[Data items]
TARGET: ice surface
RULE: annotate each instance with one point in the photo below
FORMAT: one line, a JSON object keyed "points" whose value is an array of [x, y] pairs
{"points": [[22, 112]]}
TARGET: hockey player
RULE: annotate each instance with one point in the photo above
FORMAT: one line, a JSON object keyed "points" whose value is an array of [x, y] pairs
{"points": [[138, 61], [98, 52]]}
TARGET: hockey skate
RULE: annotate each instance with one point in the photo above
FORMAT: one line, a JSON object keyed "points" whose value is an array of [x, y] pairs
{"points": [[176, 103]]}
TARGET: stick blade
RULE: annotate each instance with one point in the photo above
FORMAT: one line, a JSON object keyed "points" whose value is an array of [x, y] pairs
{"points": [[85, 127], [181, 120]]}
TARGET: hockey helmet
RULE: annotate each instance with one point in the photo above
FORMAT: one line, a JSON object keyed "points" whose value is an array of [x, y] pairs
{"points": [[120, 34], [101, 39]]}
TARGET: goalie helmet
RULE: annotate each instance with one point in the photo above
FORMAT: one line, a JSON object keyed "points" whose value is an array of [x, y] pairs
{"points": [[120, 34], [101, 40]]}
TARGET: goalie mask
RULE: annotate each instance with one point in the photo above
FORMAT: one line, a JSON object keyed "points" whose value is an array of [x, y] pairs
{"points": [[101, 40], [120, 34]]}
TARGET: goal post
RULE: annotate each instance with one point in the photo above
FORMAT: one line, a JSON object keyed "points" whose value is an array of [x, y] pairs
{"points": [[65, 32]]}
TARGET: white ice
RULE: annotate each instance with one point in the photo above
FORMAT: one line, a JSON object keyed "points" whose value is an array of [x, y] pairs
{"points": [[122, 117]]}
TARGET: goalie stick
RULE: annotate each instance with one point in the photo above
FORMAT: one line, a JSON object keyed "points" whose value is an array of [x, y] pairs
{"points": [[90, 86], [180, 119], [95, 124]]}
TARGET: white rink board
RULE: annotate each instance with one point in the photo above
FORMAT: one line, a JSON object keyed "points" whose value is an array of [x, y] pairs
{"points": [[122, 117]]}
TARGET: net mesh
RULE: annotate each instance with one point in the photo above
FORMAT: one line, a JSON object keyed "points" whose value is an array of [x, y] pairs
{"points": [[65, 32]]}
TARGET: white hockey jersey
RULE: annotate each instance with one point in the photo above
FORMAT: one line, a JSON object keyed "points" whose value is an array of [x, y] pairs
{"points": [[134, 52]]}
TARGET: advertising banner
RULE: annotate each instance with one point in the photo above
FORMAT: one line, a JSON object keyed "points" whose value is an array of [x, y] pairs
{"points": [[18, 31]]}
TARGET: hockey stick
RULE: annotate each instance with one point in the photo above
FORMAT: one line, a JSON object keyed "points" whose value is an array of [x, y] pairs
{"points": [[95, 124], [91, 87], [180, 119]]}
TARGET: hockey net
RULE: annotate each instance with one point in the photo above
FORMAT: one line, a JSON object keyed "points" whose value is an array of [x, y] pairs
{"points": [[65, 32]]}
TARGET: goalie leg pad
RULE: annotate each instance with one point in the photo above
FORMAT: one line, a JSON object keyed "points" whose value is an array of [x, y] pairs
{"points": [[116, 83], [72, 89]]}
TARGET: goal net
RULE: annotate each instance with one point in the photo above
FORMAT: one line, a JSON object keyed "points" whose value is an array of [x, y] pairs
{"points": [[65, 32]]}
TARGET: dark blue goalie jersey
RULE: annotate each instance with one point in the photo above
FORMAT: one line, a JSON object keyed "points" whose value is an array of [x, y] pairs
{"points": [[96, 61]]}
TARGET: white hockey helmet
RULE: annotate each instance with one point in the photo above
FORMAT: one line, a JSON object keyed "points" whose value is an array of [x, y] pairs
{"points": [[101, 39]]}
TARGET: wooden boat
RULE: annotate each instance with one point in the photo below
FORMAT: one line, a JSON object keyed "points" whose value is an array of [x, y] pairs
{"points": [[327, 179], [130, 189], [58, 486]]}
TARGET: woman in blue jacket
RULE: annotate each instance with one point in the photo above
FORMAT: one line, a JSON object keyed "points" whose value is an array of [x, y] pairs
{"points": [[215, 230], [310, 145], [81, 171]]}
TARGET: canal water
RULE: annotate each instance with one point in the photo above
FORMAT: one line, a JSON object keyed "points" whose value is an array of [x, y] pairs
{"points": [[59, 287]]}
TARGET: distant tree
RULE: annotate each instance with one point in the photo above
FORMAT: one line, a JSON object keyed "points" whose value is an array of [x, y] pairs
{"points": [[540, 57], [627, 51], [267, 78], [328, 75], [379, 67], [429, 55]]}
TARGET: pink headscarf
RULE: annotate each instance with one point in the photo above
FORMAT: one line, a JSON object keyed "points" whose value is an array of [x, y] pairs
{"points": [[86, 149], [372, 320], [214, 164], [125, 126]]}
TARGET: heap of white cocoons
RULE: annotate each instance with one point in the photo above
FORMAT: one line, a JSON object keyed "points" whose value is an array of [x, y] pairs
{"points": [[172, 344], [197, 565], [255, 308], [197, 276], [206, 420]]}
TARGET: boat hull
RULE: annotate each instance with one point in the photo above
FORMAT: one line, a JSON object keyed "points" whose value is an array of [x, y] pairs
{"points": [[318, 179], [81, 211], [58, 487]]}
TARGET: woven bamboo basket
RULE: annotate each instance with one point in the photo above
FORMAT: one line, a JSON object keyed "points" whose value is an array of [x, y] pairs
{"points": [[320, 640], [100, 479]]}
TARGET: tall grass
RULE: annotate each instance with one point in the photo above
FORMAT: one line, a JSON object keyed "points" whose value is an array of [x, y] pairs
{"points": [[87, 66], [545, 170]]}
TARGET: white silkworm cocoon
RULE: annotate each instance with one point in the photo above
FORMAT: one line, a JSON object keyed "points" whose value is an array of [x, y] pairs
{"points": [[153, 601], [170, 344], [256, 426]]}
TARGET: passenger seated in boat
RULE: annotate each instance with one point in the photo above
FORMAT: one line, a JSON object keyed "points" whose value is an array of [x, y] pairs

_Problem statement_. Print every row above again, word for word and in the same order.

_Final answer_.
TARGET: ice surface
RULE: annotate each instance with one point in the photo below
FORMAT: one line, a JSON object keyed "points" whose value is an array of [x, y] pairs
{"points": [[22, 112]]}
TARGET: hockey player
RULE: annotate each instance with one point in the photo above
FORMAT: one line, a JSON object keyed "points" whose value is an array of [x, y] pairs
{"points": [[138, 61], [98, 52]]}
TARGET: hockey skate
RULE: annotate each instance with one point in the photo above
FORMAT: one line, a JSON object keyed "points" whose value is an array of [x, y] pairs
{"points": [[176, 103]]}
TARGET: stick blade
RULE: annotate each instance with one point in the photo above
FORMAT: one line, a JSON object keyed "points" whose value is an array of [x, y] pairs
{"points": [[85, 127], [181, 120]]}
TARGET: hockey helmet
RULE: annotate each instance with one point in the photo above
FORMAT: one line, a JSON object keyed "points" whose value is an array of [x, y] pairs
{"points": [[120, 34], [101, 39]]}
TARGET: goalie helmet
RULE: annotate each instance with one point in the photo above
FORMAT: one line, a JSON object keyed "points" whose value is an array of [x, y] pairs
{"points": [[120, 34], [101, 40]]}
TARGET: goalie mask
RULE: annotate each instance with one point in the photo above
FORMAT: one line, a JSON object keyed "points" whose value is an array of [x, y] pairs
{"points": [[101, 40], [120, 34]]}
TARGET: goal post
RULE: annotate each instance with one point in the photo above
FORMAT: one line, a JSON object keyed "points" whose value is an array of [x, y] pairs
{"points": [[65, 32]]}
TARGET: white ice
RULE: annotate each instance with one point in the photo above
FORMAT: one line, a JSON object keyed "points" whose value is an array of [x, y] pairs
{"points": [[122, 117]]}
TARGET: goalie stick
RULE: annotate each instance with one point in the photo above
FORMAT: one line, a JSON object keyed "points" whose value is an array of [x, y] pairs
{"points": [[90, 86], [180, 119], [95, 124]]}
TARGET: white rink board
RULE: annotate each instance with one point in the photo above
FORMAT: one line, a JSON object keyed "points" whose value is an array of [x, y] pairs
{"points": [[122, 117]]}
TARGET: net mesh
RULE: annotate each instance with one point in the photo above
FORMAT: one line, a JSON object keyed "points" whose value is an array of [x, y] pairs
{"points": [[65, 32]]}
TARGET: white hockey jersey
RULE: annotate each instance with one point in the photo above
FORMAT: one line, a JSON object keyed "points" whose value is an array of [x, y] pairs
{"points": [[134, 52]]}
TARGET: advertising banner
RULE: annotate each instance with one point in the photo above
FORMAT: one line, a JSON object keyed "points" whose value is an array of [x, y] pairs
{"points": [[18, 31]]}
TARGET: hockey stick
RULE: annotate each instance with one point in the photo above
FORMAT: one line, a JSON object keyed "points" whose value is an array of [x, y] pairs
{"points": [[95, 124], [91, 87], [180, 119]]}
TARGET: hockey net
RULE: annotate each instance with one point in the photo above
FORMAT: one line, a JSON object keyed "points" whose value is an array of [x, y] pairs
{"points": [[65, 32]]}
TARGET: goalie leg pad
RULE: annotate each instance with one point in the photo above
FORMAT: one line, a JSON object keyed "points" whose value is an array of [x, y] pairs
{"points": [[116, 83], [72, 89]]}
TARGET: goal net
RULE: annotate each instance with one point in the photo above
FORMAT: one line, a JSON object keyed "points" whose value is an array of [x, y] pairs
{"points": [[65, 32]]}
TARGET: dark blue goalie jersey
RULE: annotate each instance with one point in the photo above
FORMAT: one line, a JSON object keyed "points" whose value is an array of [x, y] pairs
{"points": [[96, 61]]}
TARGET: white hockey helmet
RULE: annotate each instance with one point in the photo above
FORMAT: one line, a JSON object keyed "points" whose value is an array of [x, y] pairs
{"points": [[101, 39]]}
TARGET: wooden boat
RULE: annotate each instance with one point in the photo below
FORMAT: one line, a JSON object keyed "points" whose value is an array of [x, y] pairs
{"points": [[327, 179], [130, 189], [58, 486]]}
TARGET: woman in blue jacket
RULE: annotate each instance with one point in the photo above
FORMAT: one line, a JSON object keyed "points" whose value is an array of [x, y] pairs
{"points": [[215, 230], [310, 145], [81, 171]]}
TARGET: canal water
RULE: annotate each instance with one point in the photo above
FORMAT: one line, a JSON object keyed "points" whose value is an array of [x, y] pairs
{"points": [[59, 287]]}
TARGET: distant tree
RULE: annotate each instance with one point in the photo above
FORMAT: one line, a JSON object keyed "points" whose value is an array of [x, y] pairs
{"points": [[540, 57], [627, 51], [267, 78], [328, 75], [379, 67], [429, 55]]}
TARGET: pink headscarf
RULE: annotate each instance with one point in the photo above
FORMAT: one line, a JSON object keyed "points" whose value is an array of [x, y] pairs
{"points": [[86, 149], [372, 320], [214, 164], [125, 126]]}
TARGET: heap of white cocoons
RULE: annotate each instance with one point in the photo above
FORMAT: one line, a JSON object keyed "points" whose value is an array of [x, y] pairs
{"points": [[172, 344], [197, 565], [255, 308], [197, 276], [206, 420]]}
TARGET: boat hull
RULE: annotate each instance with one point in the photo above
FORMAT: one line, a JSON object keyed "points" whose value is an array of [x, y] pairs
{"points": [[318, 179], [81, 211], [58, 487]]}
TARGET: woven bamboo basket
RULE: annotate each instance with one point in the photo above
FORMAT: one line, a JSON object keyed "points" whose value is an array of [x, y] pairs
{"points": [[320, 640], [100, 479]]}
TARGET: tall grass
RULE: annotate each instance with one point in the photo above
FORMAT: one line, a JSON object keyed "points" whose value is an array of [x, y] pairs
{"points": [[87, 66], [545, 170]]}
TARGET: white silkworm cocoon
RULE: annotate each instance with one point in the photo above
FORMAT: one line, a JSON object keyed "points" whose value is an array of [x, y] pairs
{"points": [[153, 601], [170, 344], [256, 426]]}
TARGET: passenger seated in boat
RULE: annotate each instance with one point in the photo above
FORMAT: one line, a JSON object keyed "points" whose value is an array of [x, y] pairs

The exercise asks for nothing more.